→ **REQUIREMENT**
Reproduce each of the following items verbatim, omitting the pictures from your answer.

→ **RAW DATA**
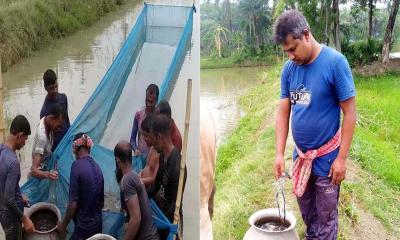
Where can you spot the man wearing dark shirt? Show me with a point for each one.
(164, 108)
(86, 192)
(167, 179)
(138, 144)
(53, 97)
(134, 196)
(11, 202)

→ **ANSWER IN FULL**
Where can you spot the man wearing dark shirt? Show me with a point for each one.
(164, 108)
(86, 192)
(167, 179)
(138, 144)
(53, 97)
(134, 196)
(11, 202)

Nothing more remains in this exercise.